▶ _PROBLEM REQUIREMENTS_: Give back every entry below, exactly as written.

▶ _DATASET_:
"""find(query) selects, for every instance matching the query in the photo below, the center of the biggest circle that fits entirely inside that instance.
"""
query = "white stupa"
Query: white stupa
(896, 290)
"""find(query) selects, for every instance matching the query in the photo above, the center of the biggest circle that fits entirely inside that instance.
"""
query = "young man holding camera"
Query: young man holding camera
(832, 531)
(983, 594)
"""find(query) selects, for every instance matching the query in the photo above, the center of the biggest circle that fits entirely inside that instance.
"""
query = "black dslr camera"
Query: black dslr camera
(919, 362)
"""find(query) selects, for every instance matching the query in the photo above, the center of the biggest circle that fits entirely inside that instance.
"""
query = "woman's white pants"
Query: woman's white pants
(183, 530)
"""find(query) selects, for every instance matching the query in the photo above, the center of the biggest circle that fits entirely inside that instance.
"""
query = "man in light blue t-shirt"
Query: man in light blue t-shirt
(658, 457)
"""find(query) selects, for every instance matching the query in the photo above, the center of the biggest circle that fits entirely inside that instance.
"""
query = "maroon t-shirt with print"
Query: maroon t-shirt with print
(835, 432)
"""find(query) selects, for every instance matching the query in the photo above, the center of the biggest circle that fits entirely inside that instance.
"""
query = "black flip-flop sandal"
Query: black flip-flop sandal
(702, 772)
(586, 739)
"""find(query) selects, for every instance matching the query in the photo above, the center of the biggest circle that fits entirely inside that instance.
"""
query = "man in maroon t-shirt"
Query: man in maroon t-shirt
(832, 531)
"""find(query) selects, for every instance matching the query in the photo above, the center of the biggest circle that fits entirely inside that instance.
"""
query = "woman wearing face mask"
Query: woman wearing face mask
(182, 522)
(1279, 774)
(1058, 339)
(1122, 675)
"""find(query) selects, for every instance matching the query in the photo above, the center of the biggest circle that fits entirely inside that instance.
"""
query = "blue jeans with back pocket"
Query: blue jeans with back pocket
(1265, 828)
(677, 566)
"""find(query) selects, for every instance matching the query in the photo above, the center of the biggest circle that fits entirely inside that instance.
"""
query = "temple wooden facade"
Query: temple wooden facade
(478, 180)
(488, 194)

▶ _TASK ANSWER_:
"""find(query) selects, for every instance matching the query in the photo below, the center of the biggest circle that fits entirely inside that instance.
"""
query = "white stupa"
Query: white stupa
(896, 290)
"""find(query) selects, for every instance matching the query in the photo above, the center of the biggest circle that fits entirely inside that instance.
"""
query = "young man holding camera"
Query: young man holding camera
(832, 531)
(983, 594)
"""find(query) selects, for every instance matching the query in the photo above, the center of the biggest circle that fits entirely inside that instance.
"""
query = "black dslr camera"
Query: black dslr camera
(919, 362)
"""find(query) selects, for every instance matching the query in the photo above, the center of the biggest circle that fits entirely inside that instance.
"""
query = "woman's white pants"
Query: woman's white pants
(183, 530)
"""find(query) selects, for every instance matching the query in the photo above, the center of the biggest circle that fits entirely inside that instance.
"""
query = "man in light blue t-shirt"
Query: man in light blue t-shirt
(658, 457)
"""find(query) selects, for every instance matching the query in the photo above, the center of the biggest circle that fits entirely inside that instance.
"""
query = "maroon t-shirt with print"
Query: maroon t-shirt with print
(835, 432)
"""find(query) selects, for every instance matching the query in the photo above, the center of the biggest circle that fits entirely inside that instance.
"""
query = "black flip-flop sandal"
Query: black flip-flop sandal
(702, 772)
(586, 739)
"""find(query) selects, for every instance matching the query in the photo above, the center of the biggest circle that fits entirely inside that instance.
"""
query = "man in maroon t-shirt"
Query: man in maroon t-shirt
(832, 531)
"""find(query) selects, for every instance matching the query in the photo above, the center of the biggest circle that fits entirely inside that instance.
"""
query = "woman wearing face mask"
Query: woman wearing face mask
(182, 522)
(1279, 774)
(1058, 339)
(1122, 675)
"""find(query) selects, for every instance matching the query in the photo above, the center of the biggest circle that fits entirely inside that instance.
"""
query = "blue jeans with back pocket"
Query: blue jeans with back pocket
(1265, 828)
(677, 566)
"""find(query) selects, for every instance matching the query in the photo above, the center of the biggest circle that fits entirely inside that instance.
"""
query = "temple wooden facade"
Query: temple wooden facade
(478, 180)
(488, 194)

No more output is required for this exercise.